Material provided
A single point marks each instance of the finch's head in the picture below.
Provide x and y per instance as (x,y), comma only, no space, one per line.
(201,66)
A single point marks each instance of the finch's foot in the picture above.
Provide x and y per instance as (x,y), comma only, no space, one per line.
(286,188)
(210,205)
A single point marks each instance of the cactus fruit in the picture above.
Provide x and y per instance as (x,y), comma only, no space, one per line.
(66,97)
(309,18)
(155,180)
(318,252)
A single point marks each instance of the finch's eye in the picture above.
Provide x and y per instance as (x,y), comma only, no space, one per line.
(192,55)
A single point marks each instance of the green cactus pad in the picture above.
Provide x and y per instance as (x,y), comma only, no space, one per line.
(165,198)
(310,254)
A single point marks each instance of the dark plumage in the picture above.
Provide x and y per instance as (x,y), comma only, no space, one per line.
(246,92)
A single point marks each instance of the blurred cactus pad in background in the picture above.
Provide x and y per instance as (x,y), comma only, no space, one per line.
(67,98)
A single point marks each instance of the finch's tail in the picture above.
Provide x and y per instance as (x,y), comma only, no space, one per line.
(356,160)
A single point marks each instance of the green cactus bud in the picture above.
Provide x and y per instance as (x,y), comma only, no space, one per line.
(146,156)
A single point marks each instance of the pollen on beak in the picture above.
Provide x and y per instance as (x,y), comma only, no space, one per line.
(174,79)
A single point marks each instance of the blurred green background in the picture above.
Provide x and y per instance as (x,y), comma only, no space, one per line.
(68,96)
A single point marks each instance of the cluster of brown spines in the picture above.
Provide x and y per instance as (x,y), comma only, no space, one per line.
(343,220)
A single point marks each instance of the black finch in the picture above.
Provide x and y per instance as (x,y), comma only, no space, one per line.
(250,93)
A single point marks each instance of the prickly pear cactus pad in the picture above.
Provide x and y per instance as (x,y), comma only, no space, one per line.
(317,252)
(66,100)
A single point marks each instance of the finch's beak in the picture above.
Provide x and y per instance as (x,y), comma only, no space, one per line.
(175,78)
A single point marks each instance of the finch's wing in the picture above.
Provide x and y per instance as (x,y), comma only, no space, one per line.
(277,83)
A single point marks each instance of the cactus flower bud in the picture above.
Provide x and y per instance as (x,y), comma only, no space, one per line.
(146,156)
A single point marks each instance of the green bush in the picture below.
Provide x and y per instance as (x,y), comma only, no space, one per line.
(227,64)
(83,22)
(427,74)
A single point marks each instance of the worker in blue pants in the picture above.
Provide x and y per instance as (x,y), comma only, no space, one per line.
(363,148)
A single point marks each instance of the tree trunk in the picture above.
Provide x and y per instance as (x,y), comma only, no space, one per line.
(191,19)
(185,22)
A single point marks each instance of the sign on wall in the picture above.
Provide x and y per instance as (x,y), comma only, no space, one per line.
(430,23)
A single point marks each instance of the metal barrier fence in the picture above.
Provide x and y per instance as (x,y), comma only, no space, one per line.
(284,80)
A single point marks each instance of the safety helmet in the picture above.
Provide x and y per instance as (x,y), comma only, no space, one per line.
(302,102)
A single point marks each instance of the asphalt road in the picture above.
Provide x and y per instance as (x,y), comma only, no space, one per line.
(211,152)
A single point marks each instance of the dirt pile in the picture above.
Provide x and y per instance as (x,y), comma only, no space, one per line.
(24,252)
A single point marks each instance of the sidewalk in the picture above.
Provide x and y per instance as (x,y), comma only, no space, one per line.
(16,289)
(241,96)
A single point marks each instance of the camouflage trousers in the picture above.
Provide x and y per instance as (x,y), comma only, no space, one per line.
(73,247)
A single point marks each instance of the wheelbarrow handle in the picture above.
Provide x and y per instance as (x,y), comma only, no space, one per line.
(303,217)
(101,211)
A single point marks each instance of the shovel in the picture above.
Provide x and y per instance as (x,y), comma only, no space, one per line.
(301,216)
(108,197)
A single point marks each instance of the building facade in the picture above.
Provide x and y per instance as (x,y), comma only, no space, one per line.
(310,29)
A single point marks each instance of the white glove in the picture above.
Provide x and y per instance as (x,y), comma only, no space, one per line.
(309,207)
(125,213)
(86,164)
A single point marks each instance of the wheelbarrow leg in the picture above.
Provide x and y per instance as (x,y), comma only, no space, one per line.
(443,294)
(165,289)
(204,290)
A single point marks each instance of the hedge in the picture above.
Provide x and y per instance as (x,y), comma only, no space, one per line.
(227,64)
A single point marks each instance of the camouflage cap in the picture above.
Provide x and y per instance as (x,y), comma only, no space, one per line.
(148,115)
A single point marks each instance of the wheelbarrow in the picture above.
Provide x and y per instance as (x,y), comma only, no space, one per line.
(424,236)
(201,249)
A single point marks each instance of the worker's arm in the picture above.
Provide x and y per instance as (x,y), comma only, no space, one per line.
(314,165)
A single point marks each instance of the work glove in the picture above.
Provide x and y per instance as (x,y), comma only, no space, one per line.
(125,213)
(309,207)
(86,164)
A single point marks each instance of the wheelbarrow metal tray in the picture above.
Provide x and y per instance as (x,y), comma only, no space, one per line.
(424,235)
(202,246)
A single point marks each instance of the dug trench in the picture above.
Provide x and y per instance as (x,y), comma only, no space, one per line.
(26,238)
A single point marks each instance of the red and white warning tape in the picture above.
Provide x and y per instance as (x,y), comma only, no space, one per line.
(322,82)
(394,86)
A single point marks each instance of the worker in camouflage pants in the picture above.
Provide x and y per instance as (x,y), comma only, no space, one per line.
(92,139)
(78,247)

Task statement
Rewrite all the rows above, switching "comma only" to "comma-separated" everywhere and leaving everything else unchanged.

Output
A single point marks each instance of the finch's head in the picture below.
Provide x and y per instance as (x,y), comma-separated, no space, one per line.
(201,66)
A single point marks each instance of the finch's foot in the picture above.
Provide x and y per instance as (x,y), comma-separated, no space, one per line.
(286,188)
(210,205)
A single point marks each instance of the cactus fruit in the picture above.
Provide x and y per instance as (x,y), comma-separated, no space, one per line.
(66,97)
(309,18)
(155,180)
(318,252)
A single point marks each instance of the finch's eye in the picture above.
Provide x and y per instance as (x,y), comma-separated, no space, one per line.
(192,55)
A single point marks each instance of the green cactus pad in the picture above.
Provide x and y per instance as (x,y), comma-separated, no space, one per line.
(165,198)
(310,254)
A single point marks each instance of the dark plumage in the picture above.
Provide x and y per instance as (x,y), comma-separated, no space, one per line.
(246,92)
A single point marks each instance of the blurred cactus pad in background in the picture above.
Provide x and y per instance as (x,y), comma-separated, no space, one per line.
(67,98)
A single point marks each instance of the finch's tail in the picture above.
Provide x and y per instance as (x,y), comma-separated, no space, one per line.
(356,160)
A single point marks each instance of the green cactus bud in the picture above.
Provide x and y per instance as (x,y), comma-separated, no space, one per line.
(146,156)
A single point marks each instance of the pollen on beak in the picture above.
Provide x and y per instance as (x,y), comma-separated, no space, one per line.
(174,79)
A single point marks each instance of the blurred green background in the picture above.
Provide x and y per instance as (x,y), comma-separated, no space, one per line.
(68,96)
A single point marks each instance of the cluster of brown spines in the picture above.
Provide x and y per instance as (x,y), comma-separated, no space, one per line.
(343,220)
A single point marks each instance of the black finch in the picture above.
Provide x and y per instance as (x,y), comma-separated, no space, one per line.
(250,93)
A single point marks each instance of the prickly pear cactus pad in the picture above.
Provide x and y per instance as (x,y), comma-separated, no space, one per line.
(317,252)
(66,100)
A single point marks each instance of the finch's beak in the picture above.
Provide x and y per instance as (x,y), comma-separated, no space, one per line.
(175,78)
A single point marks each instance of the finch's wing in the picture above.
Provide x and y per instance as (x,y), comma-separated, no space, one per line.
(277,83)
A single point marks each instance of the cactus flower bud in the picture above.
Provide x and y per instance as (x,y), comma-separated, no space, one per line.
(146,156)
A single point marks each instance of the green bush in the picture below.
Provide x and y per instance as (x,y), comma-separated, no space, one per line.
(227,64)
(83,22)
(427,74)
A single point marks each instance of the worker in blue pants in the picture above.
Provide x and y per instance as (x,y), comma-separated, no space, one per line.
(363,148)
A single point marks each instance of the tree trunk in the picture above.
Provide x and y per instance as (x,y), comma-separated, no space, one per line.
(191,19)
(185,22)
A single point marks each instance of the sign on wall in the picture above.
Provide x and y per instance as (x,y), comma-separated, no space, one per line.
(430,23)
A single point marks each instance of the metal barrier fence in the picture above.
Provide x and y per instance as (x,y), comma-separated, no space, one per line.
(284,80)
A single point marks each instance of the safety helmet in the picture above.
Provide x and y per instance as (x,y), comma-separated, no space, one per line.
(302,102)
A single point marks each instance of the asphalt road in the picture above.
Provide x and y per instance as (x,y), comma-separated, no space, one per line.
(211,152)
A single point marks each instance of the dirt pile in the picture above.
Provide x and y per instance as (x,y), comma-separated, no space, one per line.
(24,252)
A single point marks each instance of the sidewalk in the picture above.
Provide x and y per instance as (x,y), comma-separated, no space, one per line.
(16,289)
(241,96)
A single point marks each instance of the camouflage trousers in the picture above.
Provide x and y per instance as (x,y), comma-separated, no space, one per line.
(73,247)
A single point marks each instance of the wheelbarrow handle in the picture above.
Provide x and y per instance as (x,y), comma-separated, no space, one per line.
(303,217)
(101,211)
A single point marks each instance of the shovel in the picture above.
Provide x and y per instance as (x,y), comma-separated, no space, one per line.
(301,216)
(108,197)
A single point marks each instance of the building facade in the picture above.
Provide x and y per instance as (x,y), comma-separated, no space, one per line.
(310,29)
A single point marks each instance of the white glove in the picture above.
Provide x and y per instance as (x,y), comma-separated, no space, one per line.
(309,207)
(125,213)
(86,164)
A single point marks each instance of the wheelbarrow leg in the picture above.
Provide x and y per instance as (x,y), comma-separated, no space, one per line.
(443,294)
(165,289)
(204,290)
A single point marks each instance of the hedge in the picture above.
Provide x and y per instance as (x,y), comma-separated, no space, one per line.
(227,64)
A single point marks each instance of the camouflage cap in the picture above.
Provide x and y per instance as (x,y), comma-separated, no space, one per line.
(148,115)
A single point marks each instance of the wheelbarrow in the picture above.
Provide x and y per instance as (x,y), comma-separated, no space, one per line.
(424,236)
(201,249)
A single point marks each instance of the worker's arm in the picture above.
Provide x and y per instance as (x,y), comma-separated, no space, one per line.
(314,165)
A single point marks each instance of the work glove in the picture above.
Provide x and y per instance as (x,y), comma-separated, no space, one per line.
(125,213)
(309,207)
(86,164)
A single point marks each instance of the wheelbarrow metal tray in the picture above.
Provide x and y per instance as (x,y), comma-separated, no space, one per line.
(424,235)
(202,246)
A single point marks each instance of the dug trench in the picture above.
Provide x and y per instance as (x,y), comma-separated, no space, one per line.
(26,238)
A single point marks each instance of the red and white warning tape in the picture above.
Provide x and y per instance as (x,y), comma-separated, no space, one per line.
(322,82)
(394,86)
A single point marks each instance of the worker in camouflage pants in the picture above.
Provide x and y per instance as (x,y), comma-separated, no space, one per line.
(92,139)
(78,247)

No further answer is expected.